-- Goal --
Gather every line of the records below that contains the string "woman", treating uppercase and lowercase as different, and copy each line as it appears.

[Object pointing dataset rows]
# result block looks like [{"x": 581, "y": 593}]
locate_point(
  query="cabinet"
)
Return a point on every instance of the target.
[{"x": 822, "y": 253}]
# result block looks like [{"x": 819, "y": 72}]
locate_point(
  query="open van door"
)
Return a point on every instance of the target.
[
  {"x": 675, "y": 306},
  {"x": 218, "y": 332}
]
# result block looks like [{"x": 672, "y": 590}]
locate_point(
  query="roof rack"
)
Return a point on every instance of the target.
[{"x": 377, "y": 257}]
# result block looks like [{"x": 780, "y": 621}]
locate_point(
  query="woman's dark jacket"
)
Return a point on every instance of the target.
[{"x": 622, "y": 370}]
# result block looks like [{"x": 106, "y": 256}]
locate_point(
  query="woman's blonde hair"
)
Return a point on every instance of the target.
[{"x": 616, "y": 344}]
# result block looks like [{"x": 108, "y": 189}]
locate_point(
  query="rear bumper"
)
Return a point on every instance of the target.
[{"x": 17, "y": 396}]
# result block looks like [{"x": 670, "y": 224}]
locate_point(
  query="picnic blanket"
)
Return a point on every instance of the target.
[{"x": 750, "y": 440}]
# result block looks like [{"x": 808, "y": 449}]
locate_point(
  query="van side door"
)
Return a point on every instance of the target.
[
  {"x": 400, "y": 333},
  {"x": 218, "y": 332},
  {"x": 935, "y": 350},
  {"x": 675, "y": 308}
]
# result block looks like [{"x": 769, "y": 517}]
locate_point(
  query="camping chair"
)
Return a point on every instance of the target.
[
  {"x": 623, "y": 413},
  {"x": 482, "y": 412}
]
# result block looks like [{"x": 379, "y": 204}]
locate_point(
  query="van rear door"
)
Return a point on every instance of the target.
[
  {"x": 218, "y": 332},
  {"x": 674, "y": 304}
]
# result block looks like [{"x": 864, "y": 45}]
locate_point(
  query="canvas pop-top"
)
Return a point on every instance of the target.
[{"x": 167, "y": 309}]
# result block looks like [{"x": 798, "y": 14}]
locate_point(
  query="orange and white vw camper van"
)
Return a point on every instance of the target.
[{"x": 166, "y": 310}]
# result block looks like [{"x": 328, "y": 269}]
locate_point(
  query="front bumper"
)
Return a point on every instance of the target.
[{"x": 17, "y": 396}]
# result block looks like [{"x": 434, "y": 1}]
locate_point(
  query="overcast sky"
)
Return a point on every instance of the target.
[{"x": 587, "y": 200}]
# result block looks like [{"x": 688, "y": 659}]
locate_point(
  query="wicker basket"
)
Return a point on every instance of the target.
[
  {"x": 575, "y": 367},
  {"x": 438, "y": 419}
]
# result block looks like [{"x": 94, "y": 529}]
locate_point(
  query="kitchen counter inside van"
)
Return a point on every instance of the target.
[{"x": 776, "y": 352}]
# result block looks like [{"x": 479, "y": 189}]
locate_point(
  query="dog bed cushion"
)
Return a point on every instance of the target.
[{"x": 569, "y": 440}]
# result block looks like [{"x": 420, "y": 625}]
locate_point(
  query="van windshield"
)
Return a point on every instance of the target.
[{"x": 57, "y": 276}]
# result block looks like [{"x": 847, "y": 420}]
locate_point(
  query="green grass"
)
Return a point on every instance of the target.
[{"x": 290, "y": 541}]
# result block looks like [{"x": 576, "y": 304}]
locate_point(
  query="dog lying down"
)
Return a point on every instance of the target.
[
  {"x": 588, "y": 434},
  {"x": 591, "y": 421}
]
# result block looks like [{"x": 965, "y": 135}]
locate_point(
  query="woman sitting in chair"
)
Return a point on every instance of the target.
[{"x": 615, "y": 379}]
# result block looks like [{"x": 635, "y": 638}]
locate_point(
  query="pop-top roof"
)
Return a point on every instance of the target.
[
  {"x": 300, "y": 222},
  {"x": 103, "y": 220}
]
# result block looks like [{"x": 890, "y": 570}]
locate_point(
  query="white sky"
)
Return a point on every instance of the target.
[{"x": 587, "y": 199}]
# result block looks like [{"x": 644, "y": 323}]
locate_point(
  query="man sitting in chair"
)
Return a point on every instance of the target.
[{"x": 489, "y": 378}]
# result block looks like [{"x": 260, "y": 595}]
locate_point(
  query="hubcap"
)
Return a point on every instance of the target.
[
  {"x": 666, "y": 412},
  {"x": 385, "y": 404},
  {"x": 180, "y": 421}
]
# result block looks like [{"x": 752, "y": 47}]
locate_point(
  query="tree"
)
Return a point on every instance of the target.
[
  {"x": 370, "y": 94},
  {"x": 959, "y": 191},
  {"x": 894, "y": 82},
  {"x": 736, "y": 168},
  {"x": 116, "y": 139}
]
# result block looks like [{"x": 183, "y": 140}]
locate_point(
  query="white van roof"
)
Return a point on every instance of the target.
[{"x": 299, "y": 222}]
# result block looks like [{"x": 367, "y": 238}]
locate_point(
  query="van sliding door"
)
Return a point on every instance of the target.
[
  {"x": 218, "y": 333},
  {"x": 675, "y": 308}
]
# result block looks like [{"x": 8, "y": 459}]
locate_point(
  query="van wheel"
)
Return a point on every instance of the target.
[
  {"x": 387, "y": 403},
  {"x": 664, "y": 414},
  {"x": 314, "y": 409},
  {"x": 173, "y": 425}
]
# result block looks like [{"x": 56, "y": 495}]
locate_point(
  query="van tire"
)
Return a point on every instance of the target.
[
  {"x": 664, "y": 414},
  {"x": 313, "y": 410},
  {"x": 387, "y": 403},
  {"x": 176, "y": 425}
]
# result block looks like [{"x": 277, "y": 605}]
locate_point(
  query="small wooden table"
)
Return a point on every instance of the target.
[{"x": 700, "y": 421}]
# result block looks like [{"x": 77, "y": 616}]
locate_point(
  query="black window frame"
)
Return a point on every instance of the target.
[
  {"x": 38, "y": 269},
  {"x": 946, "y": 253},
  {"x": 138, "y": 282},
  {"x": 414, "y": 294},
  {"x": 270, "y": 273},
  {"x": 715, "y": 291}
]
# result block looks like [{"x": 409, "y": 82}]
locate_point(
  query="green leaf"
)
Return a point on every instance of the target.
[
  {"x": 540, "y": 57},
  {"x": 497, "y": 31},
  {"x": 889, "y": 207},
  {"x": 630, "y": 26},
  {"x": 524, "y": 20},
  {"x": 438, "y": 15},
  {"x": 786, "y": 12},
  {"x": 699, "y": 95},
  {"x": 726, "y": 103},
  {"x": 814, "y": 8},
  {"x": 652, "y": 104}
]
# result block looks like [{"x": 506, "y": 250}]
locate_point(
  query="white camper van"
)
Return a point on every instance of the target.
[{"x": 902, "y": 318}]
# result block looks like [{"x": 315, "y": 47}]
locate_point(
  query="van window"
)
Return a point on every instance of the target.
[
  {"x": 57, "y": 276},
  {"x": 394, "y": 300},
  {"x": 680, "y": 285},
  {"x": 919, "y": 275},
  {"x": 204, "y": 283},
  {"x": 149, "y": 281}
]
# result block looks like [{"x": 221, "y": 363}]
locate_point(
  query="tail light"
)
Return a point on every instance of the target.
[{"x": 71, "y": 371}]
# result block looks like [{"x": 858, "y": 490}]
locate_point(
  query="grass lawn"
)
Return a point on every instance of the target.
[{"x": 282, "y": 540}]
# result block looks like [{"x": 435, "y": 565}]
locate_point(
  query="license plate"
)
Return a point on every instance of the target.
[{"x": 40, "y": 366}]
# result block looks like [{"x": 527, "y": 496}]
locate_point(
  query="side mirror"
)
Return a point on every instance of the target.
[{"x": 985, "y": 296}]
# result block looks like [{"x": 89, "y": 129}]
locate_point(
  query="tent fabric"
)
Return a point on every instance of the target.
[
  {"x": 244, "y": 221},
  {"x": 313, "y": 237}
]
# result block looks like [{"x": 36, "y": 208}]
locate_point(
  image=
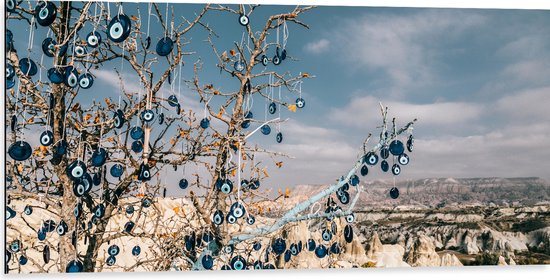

-- Exercise solution --
  query="woman's dark jacket"
  query="woman's blonde hair"
  query="woman sitting in chair"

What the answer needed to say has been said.